◆ **EXERCISE DESCRIPTION**
Copy out, word for word, the lines below that start at the line containing "Object = child in blue sweater" and continue through the line containing "[373,151,401,189]".

◆ **RECORDS TO PROCESS**
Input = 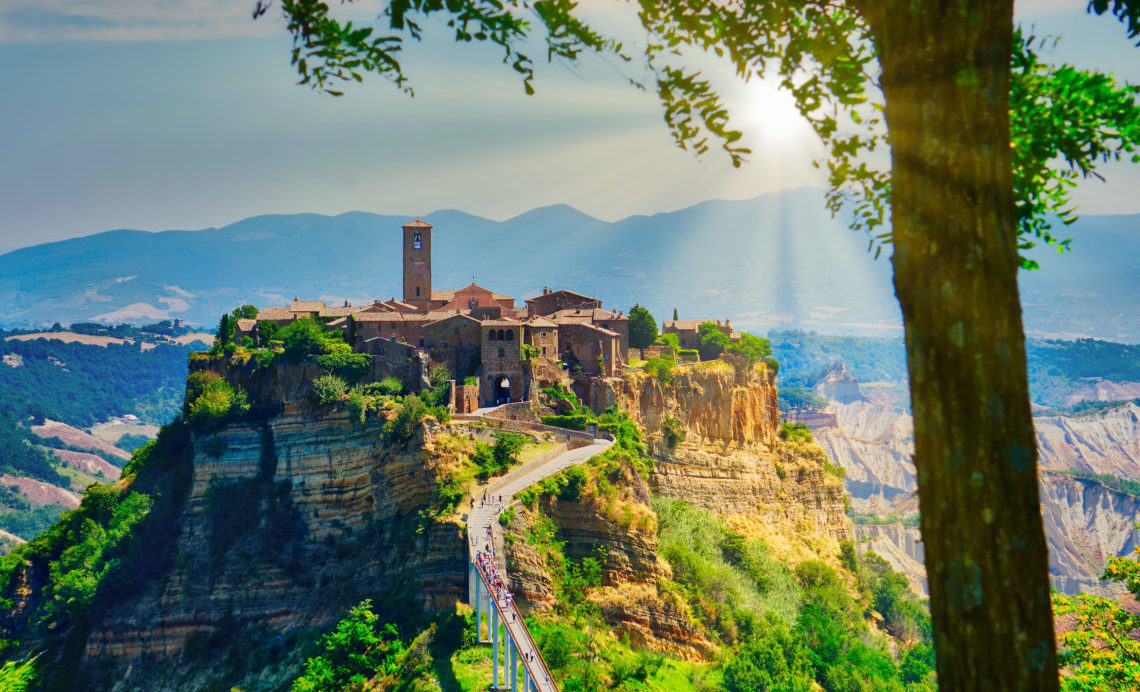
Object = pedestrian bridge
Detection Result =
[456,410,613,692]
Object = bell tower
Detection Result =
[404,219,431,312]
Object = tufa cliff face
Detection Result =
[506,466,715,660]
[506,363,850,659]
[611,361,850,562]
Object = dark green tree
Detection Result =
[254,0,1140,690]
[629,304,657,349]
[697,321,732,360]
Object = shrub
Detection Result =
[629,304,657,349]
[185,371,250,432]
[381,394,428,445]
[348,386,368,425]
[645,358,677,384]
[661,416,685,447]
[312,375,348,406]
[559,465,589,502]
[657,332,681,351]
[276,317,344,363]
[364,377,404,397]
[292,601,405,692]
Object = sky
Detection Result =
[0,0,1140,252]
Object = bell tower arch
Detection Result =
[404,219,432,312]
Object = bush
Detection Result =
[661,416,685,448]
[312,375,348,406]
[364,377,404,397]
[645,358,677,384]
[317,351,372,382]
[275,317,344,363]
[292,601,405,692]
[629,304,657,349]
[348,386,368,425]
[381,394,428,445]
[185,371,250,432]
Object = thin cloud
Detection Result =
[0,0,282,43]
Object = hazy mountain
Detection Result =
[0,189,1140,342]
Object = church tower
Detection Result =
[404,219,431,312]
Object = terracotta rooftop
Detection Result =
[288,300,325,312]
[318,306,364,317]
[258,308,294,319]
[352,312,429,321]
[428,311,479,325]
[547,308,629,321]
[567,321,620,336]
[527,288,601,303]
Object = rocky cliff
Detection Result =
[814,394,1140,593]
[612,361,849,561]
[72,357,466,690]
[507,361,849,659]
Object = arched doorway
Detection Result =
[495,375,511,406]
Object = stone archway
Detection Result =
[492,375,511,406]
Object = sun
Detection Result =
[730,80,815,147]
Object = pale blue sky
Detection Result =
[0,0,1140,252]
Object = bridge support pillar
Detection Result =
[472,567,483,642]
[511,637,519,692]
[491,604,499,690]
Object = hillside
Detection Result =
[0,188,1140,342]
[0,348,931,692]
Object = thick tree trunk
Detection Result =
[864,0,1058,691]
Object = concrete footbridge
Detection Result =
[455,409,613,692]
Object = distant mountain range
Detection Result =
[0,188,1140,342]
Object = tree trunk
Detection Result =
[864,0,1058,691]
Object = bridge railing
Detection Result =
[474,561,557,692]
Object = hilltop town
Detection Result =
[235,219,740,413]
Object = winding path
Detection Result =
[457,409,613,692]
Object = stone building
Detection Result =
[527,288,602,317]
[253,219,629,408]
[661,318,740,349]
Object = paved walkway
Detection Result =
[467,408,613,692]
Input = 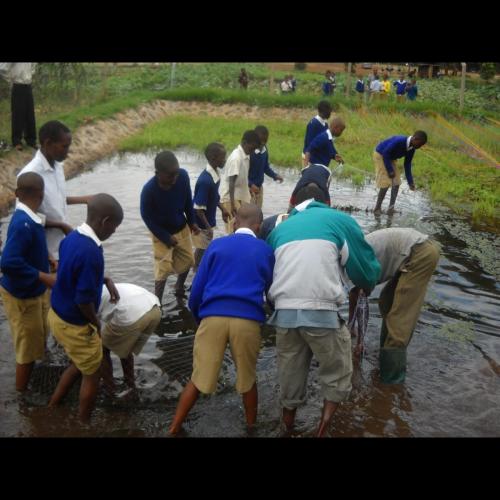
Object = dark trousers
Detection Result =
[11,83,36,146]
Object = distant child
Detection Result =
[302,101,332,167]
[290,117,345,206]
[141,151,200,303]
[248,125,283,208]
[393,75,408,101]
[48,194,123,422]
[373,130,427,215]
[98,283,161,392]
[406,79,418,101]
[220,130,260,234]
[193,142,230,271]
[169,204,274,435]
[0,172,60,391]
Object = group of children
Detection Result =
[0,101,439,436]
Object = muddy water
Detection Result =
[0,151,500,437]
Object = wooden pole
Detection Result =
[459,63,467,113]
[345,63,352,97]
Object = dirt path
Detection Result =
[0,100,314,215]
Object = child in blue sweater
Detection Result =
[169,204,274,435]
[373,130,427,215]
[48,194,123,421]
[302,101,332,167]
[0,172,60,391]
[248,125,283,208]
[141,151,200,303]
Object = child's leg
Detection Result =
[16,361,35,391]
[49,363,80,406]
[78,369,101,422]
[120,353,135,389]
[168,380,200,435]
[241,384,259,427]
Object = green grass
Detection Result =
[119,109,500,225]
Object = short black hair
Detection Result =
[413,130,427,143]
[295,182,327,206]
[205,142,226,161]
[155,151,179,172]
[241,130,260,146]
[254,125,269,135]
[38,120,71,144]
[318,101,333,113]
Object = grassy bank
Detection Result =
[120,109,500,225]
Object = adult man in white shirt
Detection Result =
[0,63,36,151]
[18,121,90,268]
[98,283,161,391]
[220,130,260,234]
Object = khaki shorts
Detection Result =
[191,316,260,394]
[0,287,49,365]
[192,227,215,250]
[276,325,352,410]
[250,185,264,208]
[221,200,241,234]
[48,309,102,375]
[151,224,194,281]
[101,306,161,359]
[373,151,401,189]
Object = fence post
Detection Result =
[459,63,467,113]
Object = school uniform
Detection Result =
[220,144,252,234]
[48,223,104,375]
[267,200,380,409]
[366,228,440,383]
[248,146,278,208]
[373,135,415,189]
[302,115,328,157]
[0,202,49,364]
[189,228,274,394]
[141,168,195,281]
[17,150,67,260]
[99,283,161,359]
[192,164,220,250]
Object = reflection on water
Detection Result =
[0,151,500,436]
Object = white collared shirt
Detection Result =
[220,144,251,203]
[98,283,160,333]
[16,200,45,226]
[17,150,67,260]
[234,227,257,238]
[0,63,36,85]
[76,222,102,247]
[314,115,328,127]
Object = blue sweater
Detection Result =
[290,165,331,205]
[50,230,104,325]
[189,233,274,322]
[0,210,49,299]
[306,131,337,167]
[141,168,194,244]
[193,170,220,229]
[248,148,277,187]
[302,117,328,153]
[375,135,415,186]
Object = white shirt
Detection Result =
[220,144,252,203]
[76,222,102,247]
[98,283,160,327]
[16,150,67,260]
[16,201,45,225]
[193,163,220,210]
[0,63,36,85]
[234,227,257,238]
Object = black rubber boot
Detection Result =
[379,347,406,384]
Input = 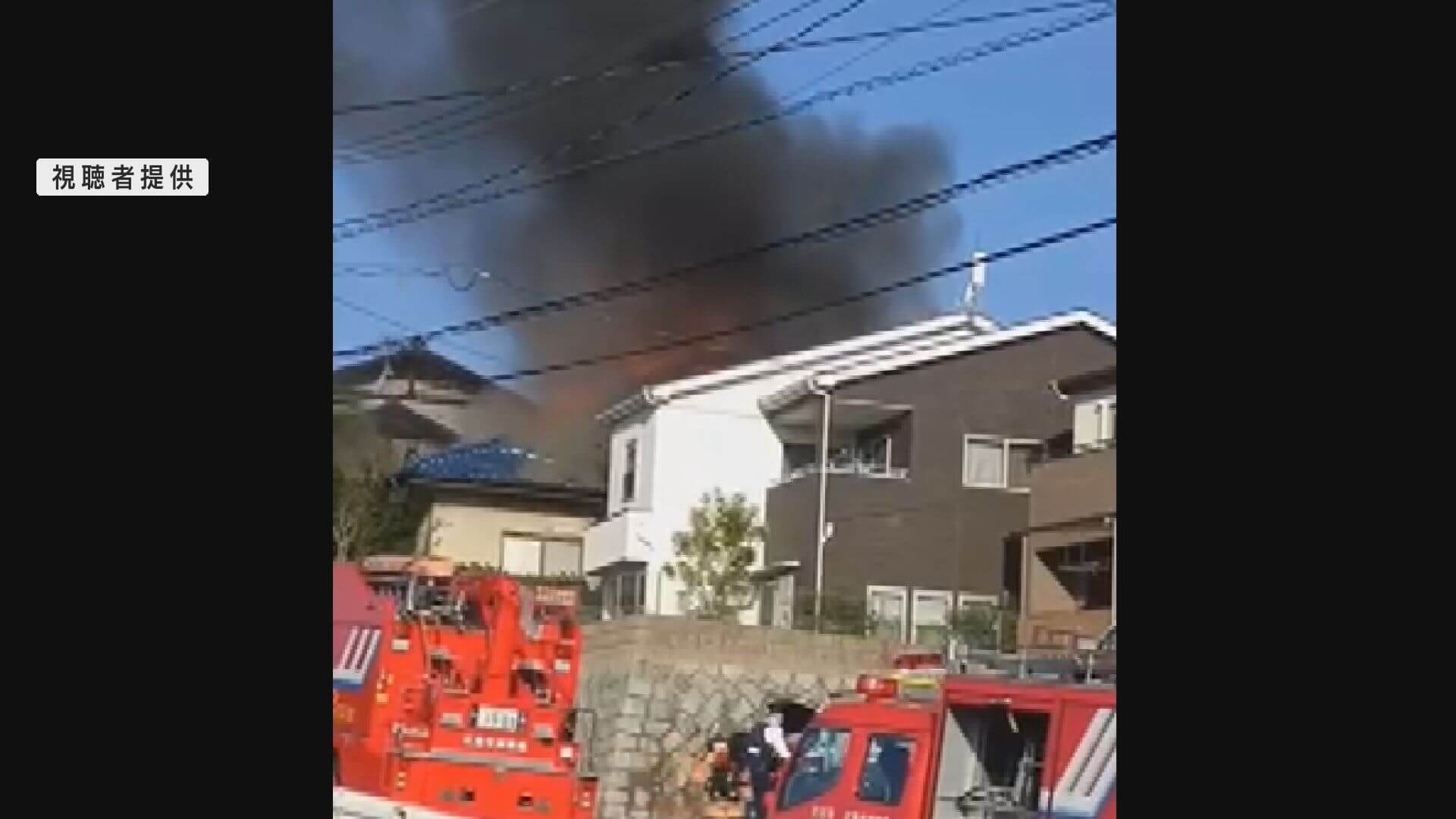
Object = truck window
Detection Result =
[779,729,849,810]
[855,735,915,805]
---
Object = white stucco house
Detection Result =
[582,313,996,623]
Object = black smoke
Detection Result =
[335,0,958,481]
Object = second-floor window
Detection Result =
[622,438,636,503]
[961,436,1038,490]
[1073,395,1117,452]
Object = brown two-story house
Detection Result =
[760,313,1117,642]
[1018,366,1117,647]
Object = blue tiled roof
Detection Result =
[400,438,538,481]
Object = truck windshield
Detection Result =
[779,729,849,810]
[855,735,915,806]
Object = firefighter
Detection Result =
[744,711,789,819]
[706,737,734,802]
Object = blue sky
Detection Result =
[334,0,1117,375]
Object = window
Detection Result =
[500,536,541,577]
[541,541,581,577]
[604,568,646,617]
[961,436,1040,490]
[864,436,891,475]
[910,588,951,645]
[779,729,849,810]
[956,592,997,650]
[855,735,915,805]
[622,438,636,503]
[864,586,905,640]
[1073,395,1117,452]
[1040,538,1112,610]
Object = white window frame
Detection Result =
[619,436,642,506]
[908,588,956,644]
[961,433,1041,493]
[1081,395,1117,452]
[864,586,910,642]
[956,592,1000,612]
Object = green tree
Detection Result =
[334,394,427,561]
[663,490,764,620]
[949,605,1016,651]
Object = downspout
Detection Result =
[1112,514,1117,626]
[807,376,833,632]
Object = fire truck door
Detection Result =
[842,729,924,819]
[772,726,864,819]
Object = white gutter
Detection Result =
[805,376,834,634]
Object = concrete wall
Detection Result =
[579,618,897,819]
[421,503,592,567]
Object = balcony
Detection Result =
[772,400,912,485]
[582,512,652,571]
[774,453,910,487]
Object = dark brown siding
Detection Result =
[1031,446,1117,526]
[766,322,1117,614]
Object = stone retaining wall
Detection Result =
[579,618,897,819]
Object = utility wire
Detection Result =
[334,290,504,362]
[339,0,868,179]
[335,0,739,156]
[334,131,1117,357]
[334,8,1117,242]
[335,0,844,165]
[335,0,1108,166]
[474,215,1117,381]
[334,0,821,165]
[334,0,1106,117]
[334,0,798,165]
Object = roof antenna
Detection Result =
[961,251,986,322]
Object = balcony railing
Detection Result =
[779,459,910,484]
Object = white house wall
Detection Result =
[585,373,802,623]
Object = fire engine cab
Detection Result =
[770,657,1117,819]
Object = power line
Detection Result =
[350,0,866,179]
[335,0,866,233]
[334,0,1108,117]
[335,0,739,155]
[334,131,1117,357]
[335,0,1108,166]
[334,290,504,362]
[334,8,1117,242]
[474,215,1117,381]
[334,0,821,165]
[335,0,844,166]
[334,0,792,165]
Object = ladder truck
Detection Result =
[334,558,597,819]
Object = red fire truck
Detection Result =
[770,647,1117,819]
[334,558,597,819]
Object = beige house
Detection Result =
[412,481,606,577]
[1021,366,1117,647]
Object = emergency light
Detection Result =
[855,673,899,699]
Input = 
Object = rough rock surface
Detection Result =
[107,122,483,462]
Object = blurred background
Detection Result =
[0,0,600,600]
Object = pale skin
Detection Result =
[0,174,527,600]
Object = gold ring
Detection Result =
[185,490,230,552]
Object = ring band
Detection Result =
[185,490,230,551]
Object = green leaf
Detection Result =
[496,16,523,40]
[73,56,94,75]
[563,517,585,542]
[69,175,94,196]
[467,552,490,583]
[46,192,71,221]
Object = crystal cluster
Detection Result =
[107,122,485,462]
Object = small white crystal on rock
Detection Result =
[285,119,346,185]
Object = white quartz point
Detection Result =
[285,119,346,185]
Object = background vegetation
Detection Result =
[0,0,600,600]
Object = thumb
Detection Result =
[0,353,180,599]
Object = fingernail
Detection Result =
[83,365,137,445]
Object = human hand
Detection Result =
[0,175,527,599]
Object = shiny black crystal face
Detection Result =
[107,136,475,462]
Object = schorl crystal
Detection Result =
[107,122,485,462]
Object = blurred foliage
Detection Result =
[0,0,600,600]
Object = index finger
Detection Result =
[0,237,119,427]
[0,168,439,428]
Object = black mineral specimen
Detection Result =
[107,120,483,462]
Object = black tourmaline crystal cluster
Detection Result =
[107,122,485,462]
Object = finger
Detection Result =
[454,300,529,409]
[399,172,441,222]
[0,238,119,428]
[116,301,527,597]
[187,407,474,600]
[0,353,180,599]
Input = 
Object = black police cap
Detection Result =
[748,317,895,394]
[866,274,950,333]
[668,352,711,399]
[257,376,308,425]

◆ **TASK RESPONSE**
Object = child in blue sweater
Detection Result =
[169,204,274,435]
[373,130,427,215]
[48,194,123,421]
[302,101,332,167]
[0,172,60,391]
[248,125,283,208]
[141,151,200,303]
Object = child's leg
Detection Result =
[16,361,35,391]
[49,363,80,406]
[78,369,101,422]
[120,353,135,389]
[168,380,200,435]
[241,384,259,427]
Object = green grass
Detection Result =
[119,109,500,225]
Object = short black hair
Detection Result =
[413,130,427,143]
[295,182,327,206]
[205,142,226,161]
[155,151,179,172]
[241,130,260,146]
[254,125,269,135]
[38,120,71,144]
[318,101,333,113]
Object = grassy bank
Detection Result =
[120,109,500,225]
Object = adult man in white shirt
Detection Result =
[0,63,36,151]
[18,121,90,268]
[98,283,161,391]
[220,130,260,234]
Object = khaki shorts
Detection Result =
[191,316,260,394]
[0,287,49,365]
[192,227,215,250]
[276,325,352,410]
[250,185,264,208]
[221,200,241,234]
[48,309,102,375]
[151,224,194,281]
[101,306,161,359]
[373,151,401,189]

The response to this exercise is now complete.